Problem description:
Copy the following items word for word, beginning with the line that contains "Could you point to the aisle" and continuing through the final line of the items.
==*==
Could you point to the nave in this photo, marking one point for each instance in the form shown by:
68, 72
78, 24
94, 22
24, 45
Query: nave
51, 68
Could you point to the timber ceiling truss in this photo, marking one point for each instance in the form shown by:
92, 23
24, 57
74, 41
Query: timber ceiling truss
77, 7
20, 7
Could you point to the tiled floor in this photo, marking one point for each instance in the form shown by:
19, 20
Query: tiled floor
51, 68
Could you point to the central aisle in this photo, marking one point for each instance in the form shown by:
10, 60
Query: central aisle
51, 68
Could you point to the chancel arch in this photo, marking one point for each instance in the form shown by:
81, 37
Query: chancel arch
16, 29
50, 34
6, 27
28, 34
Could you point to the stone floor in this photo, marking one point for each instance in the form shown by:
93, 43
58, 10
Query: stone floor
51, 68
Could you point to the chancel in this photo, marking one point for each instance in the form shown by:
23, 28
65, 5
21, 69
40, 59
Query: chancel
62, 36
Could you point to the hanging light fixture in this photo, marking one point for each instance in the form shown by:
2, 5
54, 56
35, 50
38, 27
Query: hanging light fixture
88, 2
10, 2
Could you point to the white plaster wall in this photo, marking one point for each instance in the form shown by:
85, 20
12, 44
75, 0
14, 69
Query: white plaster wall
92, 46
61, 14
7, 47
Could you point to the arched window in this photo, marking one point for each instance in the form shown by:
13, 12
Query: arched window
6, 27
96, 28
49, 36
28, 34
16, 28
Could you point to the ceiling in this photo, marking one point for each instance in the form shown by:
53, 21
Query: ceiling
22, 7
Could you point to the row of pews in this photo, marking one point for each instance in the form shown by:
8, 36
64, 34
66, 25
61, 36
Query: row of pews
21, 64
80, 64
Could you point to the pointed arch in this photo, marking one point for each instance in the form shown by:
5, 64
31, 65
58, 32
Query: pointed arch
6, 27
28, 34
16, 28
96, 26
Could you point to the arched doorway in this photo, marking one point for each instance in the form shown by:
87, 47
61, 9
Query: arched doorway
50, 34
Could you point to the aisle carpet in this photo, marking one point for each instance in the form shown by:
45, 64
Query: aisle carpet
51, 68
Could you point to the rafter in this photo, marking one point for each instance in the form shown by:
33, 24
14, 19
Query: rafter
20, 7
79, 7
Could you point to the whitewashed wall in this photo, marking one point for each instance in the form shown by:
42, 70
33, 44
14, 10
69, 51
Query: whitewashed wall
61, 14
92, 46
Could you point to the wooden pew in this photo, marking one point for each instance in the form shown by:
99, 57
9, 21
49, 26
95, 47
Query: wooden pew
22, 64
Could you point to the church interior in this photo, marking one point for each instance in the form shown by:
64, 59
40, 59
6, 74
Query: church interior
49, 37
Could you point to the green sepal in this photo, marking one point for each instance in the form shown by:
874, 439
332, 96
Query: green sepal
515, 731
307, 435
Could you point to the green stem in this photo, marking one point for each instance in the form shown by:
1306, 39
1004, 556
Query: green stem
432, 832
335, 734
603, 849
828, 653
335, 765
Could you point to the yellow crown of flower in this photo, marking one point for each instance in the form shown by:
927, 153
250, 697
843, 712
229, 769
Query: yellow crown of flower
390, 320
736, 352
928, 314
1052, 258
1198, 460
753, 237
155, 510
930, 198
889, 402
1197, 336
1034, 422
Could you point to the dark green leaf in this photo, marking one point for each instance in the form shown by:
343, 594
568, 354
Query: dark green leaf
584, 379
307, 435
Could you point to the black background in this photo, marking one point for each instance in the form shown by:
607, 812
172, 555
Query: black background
==*==
Exercise solution:
Could you point to the aisle carpet in this photo, marking one point for each instance in the form shown by:
45, 64
Query: aisle carpet
51, 68
Could you point to the rafter in this photo, marking one point for each instance in the form shown by:
33, 24
14, 19
Query: rafter
20, 7
79, 7
Could you point to the whitewashed wall in this photo, marking one point for each instance in the form shown by:
42, 70
33, 44
14, 10
69, 51
Query: whitewashed wall
61, 14
92, 46
Could you point to the wooden pew in this photo, marking one point for each instance in the form shown by:
99, 57
9, 21
49, 26
95, 47
Query: wooden pew
22, 64
Could you point to the church interior in this photo, marking one point for each instance in the form shown by:
64, 59
40, 59
6, 74
Query: church interior
49, 37
Could you point to the green sepal in this photo, marking one point for each instance in the form shown by:
874, 439
332, 96
Query: green sepal
515, 731
307, 435
Could you point to the green stem in this photo, marking one point for each instance in the form shown by:
1306, 39
1004, 556
Query: green stem
432, 832
335, 734
603, 849
828, 653
335, 765
Could you point to the yellow crown of flower in this photo, marking one point for each instance in the form shown by:
927, 153
250, 697
843, 712
229, 769
Query: yellow crown of flower
390, 320
736, 352
928, 314
1052, 258
1198, 460
753, 237
155, 510
930, 198
889, 402
1197, 336
1034, 422
Could you point to the dark green leaf in this photo, marking one point for each instance in the form shown by:
343, 594
568, 354
Query: dark green leaf
584, 379
307, 435
Could you point to the black background in this photo, marking one point for each instance in the form shown by:
607, 812
172, 555
Query: black background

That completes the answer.